Task description:
Please format every line of the records below as a JSON list of strings, one string per line, with blank lines left out. Leave the pictures out of the answer.

■ ■ ■

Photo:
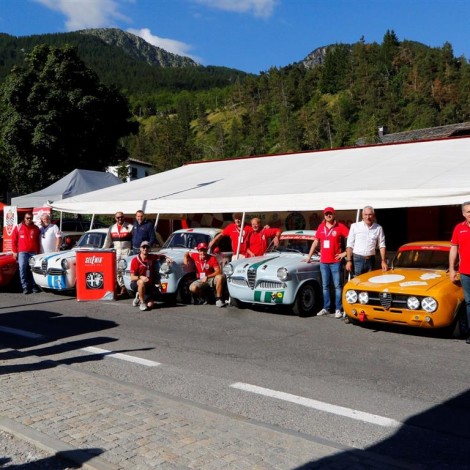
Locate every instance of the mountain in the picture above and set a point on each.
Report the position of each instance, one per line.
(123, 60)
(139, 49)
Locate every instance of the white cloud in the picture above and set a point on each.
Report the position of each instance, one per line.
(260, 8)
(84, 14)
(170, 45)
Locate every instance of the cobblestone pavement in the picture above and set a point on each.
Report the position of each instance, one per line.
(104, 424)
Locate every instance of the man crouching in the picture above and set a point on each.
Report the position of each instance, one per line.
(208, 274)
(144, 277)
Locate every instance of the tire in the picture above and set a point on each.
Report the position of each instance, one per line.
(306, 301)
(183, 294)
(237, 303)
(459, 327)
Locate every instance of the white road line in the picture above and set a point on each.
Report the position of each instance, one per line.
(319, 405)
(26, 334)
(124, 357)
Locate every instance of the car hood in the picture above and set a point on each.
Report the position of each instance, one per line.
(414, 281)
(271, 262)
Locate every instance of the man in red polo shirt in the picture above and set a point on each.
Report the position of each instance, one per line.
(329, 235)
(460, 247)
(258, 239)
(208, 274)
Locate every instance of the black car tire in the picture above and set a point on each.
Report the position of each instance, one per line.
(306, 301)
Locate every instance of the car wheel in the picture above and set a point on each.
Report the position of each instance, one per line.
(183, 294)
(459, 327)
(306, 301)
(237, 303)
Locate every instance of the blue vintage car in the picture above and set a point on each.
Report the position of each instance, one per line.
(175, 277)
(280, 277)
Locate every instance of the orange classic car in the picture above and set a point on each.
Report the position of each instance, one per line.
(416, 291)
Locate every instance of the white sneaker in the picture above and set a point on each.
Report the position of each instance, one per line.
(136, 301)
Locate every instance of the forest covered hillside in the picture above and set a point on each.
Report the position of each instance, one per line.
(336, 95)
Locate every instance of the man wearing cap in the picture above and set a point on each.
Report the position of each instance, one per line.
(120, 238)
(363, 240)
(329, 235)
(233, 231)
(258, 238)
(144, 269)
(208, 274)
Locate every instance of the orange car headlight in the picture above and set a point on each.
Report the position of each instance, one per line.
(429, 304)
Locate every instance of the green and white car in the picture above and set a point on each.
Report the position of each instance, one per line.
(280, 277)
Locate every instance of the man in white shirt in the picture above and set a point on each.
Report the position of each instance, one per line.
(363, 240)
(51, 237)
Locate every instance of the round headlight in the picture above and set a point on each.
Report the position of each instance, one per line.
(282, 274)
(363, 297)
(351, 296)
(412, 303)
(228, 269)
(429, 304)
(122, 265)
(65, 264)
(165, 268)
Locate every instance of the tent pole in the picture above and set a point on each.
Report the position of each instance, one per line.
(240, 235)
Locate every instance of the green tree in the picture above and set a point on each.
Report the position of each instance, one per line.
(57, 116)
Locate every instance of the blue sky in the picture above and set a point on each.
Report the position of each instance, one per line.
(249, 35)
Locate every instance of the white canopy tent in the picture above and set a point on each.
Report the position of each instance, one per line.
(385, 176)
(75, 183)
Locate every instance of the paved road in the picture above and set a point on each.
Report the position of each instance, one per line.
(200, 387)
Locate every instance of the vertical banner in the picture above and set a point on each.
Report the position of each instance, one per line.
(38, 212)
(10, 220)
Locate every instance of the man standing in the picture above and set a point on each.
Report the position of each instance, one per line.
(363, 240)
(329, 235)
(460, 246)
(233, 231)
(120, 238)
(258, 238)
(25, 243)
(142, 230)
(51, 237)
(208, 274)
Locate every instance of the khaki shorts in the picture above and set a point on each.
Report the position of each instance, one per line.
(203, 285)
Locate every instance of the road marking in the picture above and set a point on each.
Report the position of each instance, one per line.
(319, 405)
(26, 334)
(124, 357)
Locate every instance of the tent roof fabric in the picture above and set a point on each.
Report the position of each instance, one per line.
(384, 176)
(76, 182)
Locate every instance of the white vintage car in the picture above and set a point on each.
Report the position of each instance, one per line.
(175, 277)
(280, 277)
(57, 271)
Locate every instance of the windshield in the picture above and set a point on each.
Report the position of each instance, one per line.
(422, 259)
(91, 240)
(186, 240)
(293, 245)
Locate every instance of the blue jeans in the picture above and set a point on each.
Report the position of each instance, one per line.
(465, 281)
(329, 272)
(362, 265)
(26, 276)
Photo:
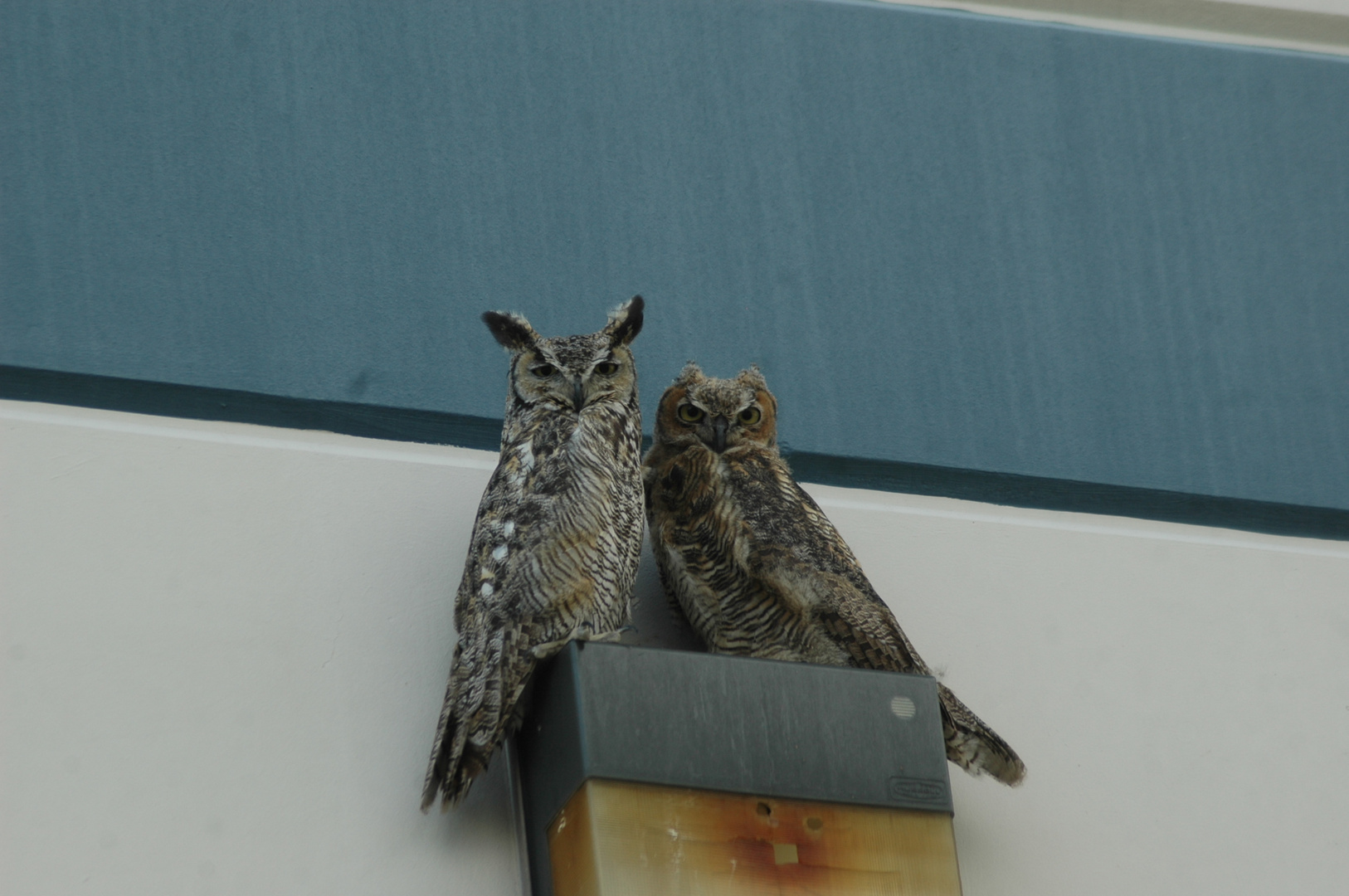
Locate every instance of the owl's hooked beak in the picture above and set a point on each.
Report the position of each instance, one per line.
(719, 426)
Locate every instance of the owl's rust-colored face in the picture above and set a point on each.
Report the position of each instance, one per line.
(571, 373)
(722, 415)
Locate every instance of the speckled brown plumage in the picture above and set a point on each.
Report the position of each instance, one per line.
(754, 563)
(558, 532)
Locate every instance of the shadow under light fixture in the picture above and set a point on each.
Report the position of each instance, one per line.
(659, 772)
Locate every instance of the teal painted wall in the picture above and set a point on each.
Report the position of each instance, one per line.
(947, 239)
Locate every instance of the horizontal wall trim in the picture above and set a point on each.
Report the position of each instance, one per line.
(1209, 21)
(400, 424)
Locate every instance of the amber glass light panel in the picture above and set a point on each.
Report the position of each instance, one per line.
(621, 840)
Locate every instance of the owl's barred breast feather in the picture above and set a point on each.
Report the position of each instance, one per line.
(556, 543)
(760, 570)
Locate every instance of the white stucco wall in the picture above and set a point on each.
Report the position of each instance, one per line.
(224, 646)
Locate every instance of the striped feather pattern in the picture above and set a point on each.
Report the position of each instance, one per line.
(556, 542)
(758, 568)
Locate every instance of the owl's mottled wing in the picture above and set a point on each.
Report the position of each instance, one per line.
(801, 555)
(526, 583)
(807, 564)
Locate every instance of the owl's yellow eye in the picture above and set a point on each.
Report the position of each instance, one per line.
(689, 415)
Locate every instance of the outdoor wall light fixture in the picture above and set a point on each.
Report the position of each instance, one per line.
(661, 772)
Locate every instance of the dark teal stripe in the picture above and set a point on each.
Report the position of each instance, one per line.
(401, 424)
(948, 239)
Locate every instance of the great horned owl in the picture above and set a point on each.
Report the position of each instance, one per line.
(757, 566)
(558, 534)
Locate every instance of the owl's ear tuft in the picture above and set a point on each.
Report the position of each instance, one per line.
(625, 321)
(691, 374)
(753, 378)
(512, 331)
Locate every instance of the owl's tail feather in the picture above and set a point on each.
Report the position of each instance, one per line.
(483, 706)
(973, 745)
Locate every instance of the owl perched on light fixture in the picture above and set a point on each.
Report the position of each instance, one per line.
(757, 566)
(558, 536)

■ ■ ■

Completed exercise:
[
  "Photo:",
  "Locate every instance of the mountain in the picture above and set a point on each.",
  "Report the position of each instance, one per line.",
  "(123, 60)",
  "(139, 49)",
  "Locate every instance of the white cloud in the picture above and set a point on each.",
  "Report the position of each instance, one per line.",
  "(260, 8)",
  "(84, 14)",
  "(170, 45)",
  "Locate every instance of the cobblestone pavement in the picture above and set a point on each.",
  "Report the position of each instance, one per line.",
  "(104, 424)",
  "Locate every instance of the man crouching in the picture above and set a point on each.",
  "Report the position of each instance, one per line.",
  "(208, 274)",
  "(144, 277)",
  "Locate every instance of the tire in the picture above and set a point on each.",
  "Report the position of each instance, one per line.",
  "(306, 301)",
  "(183, 294)",
  "(237, 303)",
  "(459, 327)",
  "Locate every instance of the white road line in the picture above and set a point on each.",
  "Report the position of each instance, one per line.",
  "(319, 405)",
  "(26, 334)",
  "(124, 357)",
  "Locate every instance of the car hood in the picture above and set a point on each.",
  "Report the position of each instance, one per line.",
  "(414, 281)",
  "(271, 262)",
  "Locate every instance of the man in red polo shirt in the picture above and set a point on each.",
  "Report the position of each instance, one per line.",
  "(329, 235)",
  "(460, 247)",
  "(258, 239)",
  "(208, 274)",
  "Locate every instance of the black car tire in the picture above and set a point on each.",
  "Report the position of each instance, one per line.",
  "(306, 301)",
  "Locate every instance of the car wheel in the picture above and set a point on each.",
  "Report the position of each instance, one per line.",
  "(183, 294)",
  "(459, 327)",
  "(306, 301)",
  "(237, 303)",
  "Locate every instance of the blue vintage car in the picture above and set a point on each.",
  "Report the position of each instance, one per line.",
  "(175, 277)",
  "(280, 277)",
  "Locate every instance of the orange classic car in the picture above and set a point on each.",
  "Report the position of each instance, one per line.",
  "(416, 291)",
  "Locate every instance of the white sneaker in the picture above and set a point on each.",
  "Report the position of each instance, one per line.",
  "(136, 301)",
  "Locate every instance of the forest covered hillside in the picture above and set a point on each.",
  "Report the position of each instance, one per line.",
  "(336, 95)",
  "Locate every instance of the man wearing cap in the picture above and set a point on each.",
  "Report the position of each instance, one per line.",
  "(120, 238)",
  "(363, 240)",
  "(329, 235)",
  "(233, 231)",
  "(258, 238)",
  "(144, 269)",
  "(208, 274)",
  "Locate every instance of the orange car headlight in the picture above and set a point on each.",
  "Report the position of each instance, one per line.",
  "(429, 304)",
  "Locate every instance of the green and white car in the picture above and set a point on each.",
  "Report the position of each instance, one per line.",
  "(280, 277)",
  "Locate every instance of the man in white shirt in the picture above and set a point on each.",
  "Report the position of each instance, one per line.",
  "(363, 240)",
  "(51, 237)",
  "Locate every instance of the round headlight in the picture above and set a point on each.",
  "Report the position of each instance, one per line.",
  "(282, 274)",
  "(363, 297)",
  "(351, 296)",
  "(412, 303)",
  "(228, 269)",
  "(429, 304)",
  "(122, 265)",
  "(65, 264)",
  "(165, 268)",
  "Locate every instance of the tent pole in the picture above and set a point on each.",
  "Report the position of each instance, one per line.",
  "(240, 235)",
  "Locate every instance of the green tree in the picture above and set a point on each.",
  "Report the position of each instance, one per line.",
  "(57, 116)",
  "Locate every instance of the blue sky in the picture above and set a point on each.",
  "Report the position of each instance, one per line.",
  "(249, 35)",
  "Locate every instance of the white canopy tent in the picture above and set a point on each.",
  "Report the position of each instance, one per line.",
  "(385, 176)",
  "(75, 183)",
  "Locate every instance of the paved road in the picture above and set a point on each.",
  "Report the position of each instance, one per line.",
  "(200, 387)",
  "Locate every instance of the vertical banner in the picture above and set a point on each.",
  "Report the position of each instance, one per line.",
  "(38, 212)",
  "(10, 220)",
  "Locate every instance of the man standing in the picture above and set a point on each.",
  "Report the position of each instance, one per line.",
  "(363, 240)",
  "(329, 235)",
  "(460, 246)",
  "(233, 231)",
  "(120, 238)",
  "(258, 238)",
  "(25, 243)",
  "(142, 230)",
  "(51, 237)",
  "(208, 274)",
  "Locate every instance of the khaki shorts in the picture above and set a point on each.",
  "Report the position of each instance, one per line.",
  "(203, 285)",
  "Locate every instance of the road marking in the picture above and set a point on each.",
  "Report the position of each instance, one per line.",
  "(319, 405)",
  "(26, 334)",
  "(124, 357)",
  "Locate every instance of the tent roof fabric in the picture above and set a point on each.",
  "Report the position of each instance, one per line.",
  "(384, 176)",
  "(76, 182)",
  "Locate every instance of the white vintage car in the picture above and set a point on each.",
  "Report the position of each instance, one per line.",
  "(175, 277)",
  "(280, 277)",
  "(57, 271)",
  "Locate every instance of the windshield in the picture above and set a point on each.",
  "Report the position of each instance, one per line.",
  "(422, 259)",
  "(91, 240)",
  "(186, 240)",
  "(293, 245)",
  "Locate every instance of the blue jeans in the picture above and set a point on each.",
  "Report the position of each instance, one per line.",
  "(465, 281)",
  "(329, 272)",
  "(362, 265)",
  "(26, 276)",
  "Photo:",
  "Locate every instance of the owl's hooked beak in the picture above and set a point on each.",
  "Report the position of each instance, one per line.",
  "(719, 426)",
  "Locate every instance of the owl's rust-colored face in the picture above and set a point on each.",
  "Report the position of each instance, one per line.",
  "(571, 373)",
  "(722, 415)",
  "Locate every instance of the speckled brown plumage in the picture above and set a point on each.",
  "Report the position of each instance, one per line.",
  "(754, 563)",
  "(558, 532)",
  "Locate every instance of the shadow under light fixture in the picture above and set a point on each.",
  "Report the position of each instance, one per line.",
  "(659, 772)",
  "Locate every instance of the teal painted wall in the picture above and set a point on each.",
  "Report the position of each instance, one per line.",
  "(947, 239)",
  "Locate every instance of the horizontal wall trim in the picture above and set a point on each.",
  "Report the position of each instance, one per line.",
  "(1209, 21)",
  "(400, 424)",
  "Locate every instance of the amber glass light panel in the picture above and set a point on each.",
  "Report the position of each instance, one per line.",
  "(621, 840)",
  "Locate every instance of the owl's barred breast feather in the picture above and set a point on each.",
  "Report the position of each instance, one per line.",
  "(556, 543)",
  "(760, 570)",
  "Locate every instance of the white stucco wall in the picture above and set a point on each.",
  "Report the position of each instance, one per line.",
  "(224, 646)",
  "Locate every instance of the striped feather pattern in the picture above and set a point on each.",
  "Report the position of each instance, one per line.",
  "(556, 542)",
  "(758, 568)",
  "Locate every instance of the owl's mottled wing in the picture above and set a point on each.",
  "Report the position of each instance, one per line.",
  "(801, 555)",
  "(526, 583)",
  "(807, 564)",
  "Locate every instance of the owl's yellow eye in the picture above and set a point on each.",
  "Report the position of each instance, one per line.",
  "(689, 415)",
  "Locate every instance of the outdoor wall light fixture in the picture above and set a point on each.",
  "Report the position of each instance, one per line.",
  "(661, 772)",
  "Locate every instance of the dark teal stripe in the picture above and set a point on each.",
  "Report the position of each instance, one per line.",
  "(401, 424)",
  "(948, 239)",
  "Locate every instance of the great horned owl in the picture above and set a point on each.",
  "Report the position of each instance, one per line.",
  "(757, 566)",
  "(558, 534)",
  "Locate every instance of the owl's ear tuft in the picture above and set a point on each.",
  "Report the position of each instance, one per line.",
  "(625, 321)",
  "(691, 374)",
  "(753, 378)",
  "(512, 331)",
  "Locate every instance of the owl's tail feather in the picture above and set a point on each.",
  "Report the position of each instance, one per line.",
  "(483, 706)",
  "(973, 745)",
  "Locate every instance of the owl perched on light fixture in the picture above and set a point on each.",
  "Report the position of each instance, one per line.",
  "(757, 566)",
  "(558, 536)"
]